Written exercise 1:
Extract every line of the records that contains the string "each". Case counts, so match only lines where the capitalization is identical.

Selected extract:
★ ★ ★ ★

The light-flooded drawing room, filled with comfortable sofas and chairs, was piled high with periodicals and books rebound by Madeline Wyndham in her favoured vellum. There was no library, books were everywhere in the house, with a trolley for trundling them about.

At the drawing room’s far end stood Madeline’s ‘scrattle table’ – at which she sketched, and wrote, hands constantly moving even as ‘her mind was free, moving among her guests’.

The furniture was eighteenth-century Hepplewhite or Chippendale. On the walls – finally displayed to perfection – was the Wyndhams’ collection of many years: works by the Pre-Raphaelites; the Etruscan School; and Old Italian Masters. Over the main staircase hung Burne-Jones’s cartoon of the Ascension, depicting in glowing raw umber and gilt ‘the figure of Christ blessing those on Earth from above surrounded by the Arch-Angels’.

This might well have been the house depicted by Henry James in The Spoils of Poynton: ‘the record of a life … written in great syllables of colour and form, the tongues of other countries and the hands of rare artists … all France and Italy, with their ages composed to rest. For England you looked out of old windows – it was England that was the wide embrace.’

In every room cushioned baskets awaited Madeline’s pampered fleet of fox terriers; more than thirty peacocks and peahens strutted through the gardens. The South Terrace beyond the drawing room rang to the ‘wild satanic laughter’ of a pair of African jackasses;

fifty to sixty doves, which were fed in the Walnut Tree Court, flew freely about the rooms.

★ ★ ★ ★

Saved data entries:
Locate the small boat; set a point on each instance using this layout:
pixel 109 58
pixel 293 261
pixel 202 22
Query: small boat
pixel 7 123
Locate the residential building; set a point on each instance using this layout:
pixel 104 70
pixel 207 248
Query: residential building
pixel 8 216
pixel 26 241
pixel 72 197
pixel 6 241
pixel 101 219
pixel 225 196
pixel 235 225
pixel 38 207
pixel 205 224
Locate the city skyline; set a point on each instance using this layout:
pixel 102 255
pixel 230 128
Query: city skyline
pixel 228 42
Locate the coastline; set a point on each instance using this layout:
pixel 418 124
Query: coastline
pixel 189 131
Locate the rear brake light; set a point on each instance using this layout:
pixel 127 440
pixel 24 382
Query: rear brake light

★ ★ ★ ★

Written exercise 2:
In the house description, restate the paragraph beginning "The furniture was eighteenth-century" as a short bulleted list that keeps its main facts.

Exercise response 1:
Locate the small boat; set a point on each instance using this layout:
Locate the residential building; set a point on each instance using this layout:
Locate the city skyline; set a point on each instance using this layout:
Locate the coastline; set a point on each instance using this layout:
Locate the rear brake light; set a point on each instance using this layout:

Exercise response 2:
- Furniture: eighteenth-century Hepplewhite or Chippendale.
- Walls: the Wyndhams' collection of many years, finally displayed to perfection, including works by the Pre-Raphaelites, the Etruscan School and Old Italian Masters.
- Main staircase: Burne-Jones's cartoon of the Ascension, in glowing raw umber and gilt, showing Christ blessing those on Earth from above, surrounded by the Archangels.